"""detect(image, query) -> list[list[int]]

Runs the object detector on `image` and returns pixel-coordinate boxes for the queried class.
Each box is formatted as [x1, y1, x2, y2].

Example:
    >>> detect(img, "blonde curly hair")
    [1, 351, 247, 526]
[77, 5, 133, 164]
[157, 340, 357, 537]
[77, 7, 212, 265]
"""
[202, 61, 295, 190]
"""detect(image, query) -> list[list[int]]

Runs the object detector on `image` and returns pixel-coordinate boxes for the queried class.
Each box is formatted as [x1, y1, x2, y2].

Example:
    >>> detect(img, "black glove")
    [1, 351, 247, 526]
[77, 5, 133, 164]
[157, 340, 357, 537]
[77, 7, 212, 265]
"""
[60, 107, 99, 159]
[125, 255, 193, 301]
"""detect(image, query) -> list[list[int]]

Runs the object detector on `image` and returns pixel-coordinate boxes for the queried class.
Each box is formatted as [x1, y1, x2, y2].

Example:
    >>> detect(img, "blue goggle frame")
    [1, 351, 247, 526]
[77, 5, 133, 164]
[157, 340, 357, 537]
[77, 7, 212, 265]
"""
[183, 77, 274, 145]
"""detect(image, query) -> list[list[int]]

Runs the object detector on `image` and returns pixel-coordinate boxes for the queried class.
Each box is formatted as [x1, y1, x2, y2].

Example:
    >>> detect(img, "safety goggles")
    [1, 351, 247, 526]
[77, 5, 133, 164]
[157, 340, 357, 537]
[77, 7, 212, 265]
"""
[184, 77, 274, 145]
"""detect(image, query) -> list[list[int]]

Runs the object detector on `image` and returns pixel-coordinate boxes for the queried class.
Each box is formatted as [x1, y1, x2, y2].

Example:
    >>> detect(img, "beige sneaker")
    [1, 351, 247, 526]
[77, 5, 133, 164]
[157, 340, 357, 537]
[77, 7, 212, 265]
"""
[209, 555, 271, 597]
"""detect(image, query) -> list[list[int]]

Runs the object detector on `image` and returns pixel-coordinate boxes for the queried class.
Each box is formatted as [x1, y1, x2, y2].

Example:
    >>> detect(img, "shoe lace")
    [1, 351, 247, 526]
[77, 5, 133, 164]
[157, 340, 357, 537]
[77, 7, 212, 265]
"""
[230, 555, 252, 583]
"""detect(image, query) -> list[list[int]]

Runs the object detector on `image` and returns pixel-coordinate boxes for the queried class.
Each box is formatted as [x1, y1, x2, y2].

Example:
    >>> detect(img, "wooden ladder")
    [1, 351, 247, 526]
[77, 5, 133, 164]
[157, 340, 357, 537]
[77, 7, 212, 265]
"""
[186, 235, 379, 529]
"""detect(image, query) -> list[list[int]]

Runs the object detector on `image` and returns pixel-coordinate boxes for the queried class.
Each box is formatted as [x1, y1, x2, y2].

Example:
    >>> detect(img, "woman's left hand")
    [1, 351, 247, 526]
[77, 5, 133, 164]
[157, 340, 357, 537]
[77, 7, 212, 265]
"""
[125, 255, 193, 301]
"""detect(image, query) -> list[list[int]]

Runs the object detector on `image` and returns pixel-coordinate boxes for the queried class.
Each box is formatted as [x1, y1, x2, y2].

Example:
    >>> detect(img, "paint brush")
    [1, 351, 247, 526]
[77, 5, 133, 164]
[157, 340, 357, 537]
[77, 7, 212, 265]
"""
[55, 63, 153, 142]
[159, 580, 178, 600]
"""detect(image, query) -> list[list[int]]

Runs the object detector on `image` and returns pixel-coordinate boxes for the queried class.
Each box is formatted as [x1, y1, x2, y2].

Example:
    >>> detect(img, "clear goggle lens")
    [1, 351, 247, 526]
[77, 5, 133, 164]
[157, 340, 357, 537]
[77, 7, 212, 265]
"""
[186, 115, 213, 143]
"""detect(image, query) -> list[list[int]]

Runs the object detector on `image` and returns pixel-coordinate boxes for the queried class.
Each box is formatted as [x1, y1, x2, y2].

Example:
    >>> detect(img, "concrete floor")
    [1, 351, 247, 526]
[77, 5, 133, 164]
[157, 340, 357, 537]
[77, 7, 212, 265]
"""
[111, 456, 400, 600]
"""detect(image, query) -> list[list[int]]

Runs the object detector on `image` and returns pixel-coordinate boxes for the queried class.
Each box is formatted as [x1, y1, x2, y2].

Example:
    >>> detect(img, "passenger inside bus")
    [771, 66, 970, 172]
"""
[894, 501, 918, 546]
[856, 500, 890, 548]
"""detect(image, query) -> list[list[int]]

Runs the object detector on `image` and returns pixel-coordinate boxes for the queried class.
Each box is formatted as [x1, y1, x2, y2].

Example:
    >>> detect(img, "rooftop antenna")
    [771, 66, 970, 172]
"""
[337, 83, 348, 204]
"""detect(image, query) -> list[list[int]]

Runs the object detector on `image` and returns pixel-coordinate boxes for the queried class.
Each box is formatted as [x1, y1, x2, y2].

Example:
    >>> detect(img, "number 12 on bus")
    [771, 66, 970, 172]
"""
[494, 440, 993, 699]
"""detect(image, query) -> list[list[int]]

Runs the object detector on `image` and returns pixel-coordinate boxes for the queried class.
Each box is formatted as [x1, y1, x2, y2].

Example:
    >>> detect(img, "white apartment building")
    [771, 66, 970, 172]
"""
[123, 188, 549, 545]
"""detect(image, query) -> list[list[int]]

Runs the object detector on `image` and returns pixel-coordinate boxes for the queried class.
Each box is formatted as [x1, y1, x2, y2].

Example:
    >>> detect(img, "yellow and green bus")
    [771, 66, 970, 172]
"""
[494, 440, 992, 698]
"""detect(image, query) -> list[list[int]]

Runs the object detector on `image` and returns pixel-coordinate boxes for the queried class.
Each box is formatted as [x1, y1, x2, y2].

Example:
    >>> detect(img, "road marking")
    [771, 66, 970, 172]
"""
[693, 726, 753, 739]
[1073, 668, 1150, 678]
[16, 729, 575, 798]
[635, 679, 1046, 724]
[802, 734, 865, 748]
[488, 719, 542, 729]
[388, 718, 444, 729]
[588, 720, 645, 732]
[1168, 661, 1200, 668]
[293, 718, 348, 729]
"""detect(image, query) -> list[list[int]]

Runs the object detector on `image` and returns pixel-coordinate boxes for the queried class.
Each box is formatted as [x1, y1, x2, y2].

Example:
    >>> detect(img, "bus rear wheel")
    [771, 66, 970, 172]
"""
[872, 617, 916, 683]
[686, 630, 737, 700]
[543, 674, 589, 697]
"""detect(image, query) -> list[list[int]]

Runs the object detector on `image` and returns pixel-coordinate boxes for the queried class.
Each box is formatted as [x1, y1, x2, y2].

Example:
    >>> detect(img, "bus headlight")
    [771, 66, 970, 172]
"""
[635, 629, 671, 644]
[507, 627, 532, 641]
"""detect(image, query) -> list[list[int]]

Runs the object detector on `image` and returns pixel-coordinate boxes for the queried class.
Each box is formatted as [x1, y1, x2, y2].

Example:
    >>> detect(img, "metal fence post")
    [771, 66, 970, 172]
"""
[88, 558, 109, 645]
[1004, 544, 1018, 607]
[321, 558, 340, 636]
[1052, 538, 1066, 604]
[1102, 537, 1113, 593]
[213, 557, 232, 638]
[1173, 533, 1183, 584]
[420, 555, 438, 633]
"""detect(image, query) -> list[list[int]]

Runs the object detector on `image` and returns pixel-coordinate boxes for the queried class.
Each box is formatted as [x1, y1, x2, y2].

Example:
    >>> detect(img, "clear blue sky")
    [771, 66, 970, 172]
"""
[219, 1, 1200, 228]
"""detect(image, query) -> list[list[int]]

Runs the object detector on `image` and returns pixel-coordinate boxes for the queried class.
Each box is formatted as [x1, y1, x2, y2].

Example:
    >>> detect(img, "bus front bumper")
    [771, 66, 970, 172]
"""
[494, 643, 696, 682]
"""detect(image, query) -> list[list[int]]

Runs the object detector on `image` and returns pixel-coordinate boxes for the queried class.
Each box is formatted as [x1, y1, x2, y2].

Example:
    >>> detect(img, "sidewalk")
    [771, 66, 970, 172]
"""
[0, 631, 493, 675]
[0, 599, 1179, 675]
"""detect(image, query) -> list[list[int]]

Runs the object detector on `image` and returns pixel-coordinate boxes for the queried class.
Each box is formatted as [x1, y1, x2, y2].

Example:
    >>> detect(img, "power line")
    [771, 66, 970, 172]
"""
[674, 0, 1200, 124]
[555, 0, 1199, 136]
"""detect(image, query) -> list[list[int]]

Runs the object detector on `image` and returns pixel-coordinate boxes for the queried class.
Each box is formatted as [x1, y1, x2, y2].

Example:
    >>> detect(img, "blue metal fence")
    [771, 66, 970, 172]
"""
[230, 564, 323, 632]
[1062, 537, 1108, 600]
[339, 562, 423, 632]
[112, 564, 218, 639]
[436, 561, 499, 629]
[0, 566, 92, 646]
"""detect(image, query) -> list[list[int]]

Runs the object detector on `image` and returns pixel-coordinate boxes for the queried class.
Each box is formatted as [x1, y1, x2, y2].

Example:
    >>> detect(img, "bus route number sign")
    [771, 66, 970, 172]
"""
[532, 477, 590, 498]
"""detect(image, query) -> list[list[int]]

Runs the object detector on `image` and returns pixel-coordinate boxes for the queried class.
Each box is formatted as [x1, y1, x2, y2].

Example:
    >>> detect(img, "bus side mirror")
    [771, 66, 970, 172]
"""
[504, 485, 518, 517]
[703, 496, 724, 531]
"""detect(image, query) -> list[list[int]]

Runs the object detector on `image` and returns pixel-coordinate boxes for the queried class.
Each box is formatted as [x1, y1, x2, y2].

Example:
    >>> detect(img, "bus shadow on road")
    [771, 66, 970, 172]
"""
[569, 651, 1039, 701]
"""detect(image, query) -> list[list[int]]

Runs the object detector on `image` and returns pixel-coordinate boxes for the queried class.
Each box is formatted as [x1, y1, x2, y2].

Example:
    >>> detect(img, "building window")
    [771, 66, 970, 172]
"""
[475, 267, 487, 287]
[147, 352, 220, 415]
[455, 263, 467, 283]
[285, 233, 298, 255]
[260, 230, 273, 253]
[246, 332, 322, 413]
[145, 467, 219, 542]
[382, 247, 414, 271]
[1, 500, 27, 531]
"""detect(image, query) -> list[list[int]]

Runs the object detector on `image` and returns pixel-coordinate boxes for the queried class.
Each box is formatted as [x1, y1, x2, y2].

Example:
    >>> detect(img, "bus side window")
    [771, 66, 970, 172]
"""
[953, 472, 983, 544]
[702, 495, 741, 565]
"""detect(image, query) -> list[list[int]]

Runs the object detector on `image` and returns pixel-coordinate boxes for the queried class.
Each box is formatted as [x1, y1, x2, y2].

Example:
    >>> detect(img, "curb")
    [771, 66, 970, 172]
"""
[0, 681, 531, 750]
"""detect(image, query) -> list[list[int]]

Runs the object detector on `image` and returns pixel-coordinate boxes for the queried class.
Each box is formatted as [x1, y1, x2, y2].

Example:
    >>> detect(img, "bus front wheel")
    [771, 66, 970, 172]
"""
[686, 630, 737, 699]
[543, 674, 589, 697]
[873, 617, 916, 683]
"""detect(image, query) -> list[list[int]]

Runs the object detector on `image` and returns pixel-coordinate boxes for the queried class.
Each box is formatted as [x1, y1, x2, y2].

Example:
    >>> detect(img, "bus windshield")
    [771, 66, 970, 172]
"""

#####

--- About this exercise ---
Every line of the records above where the string "front" is found should be copied.

--- Output of the exercise ---
    >>> detect(img, "bus front bumper")
    >>> detect(img, "bus front wheel")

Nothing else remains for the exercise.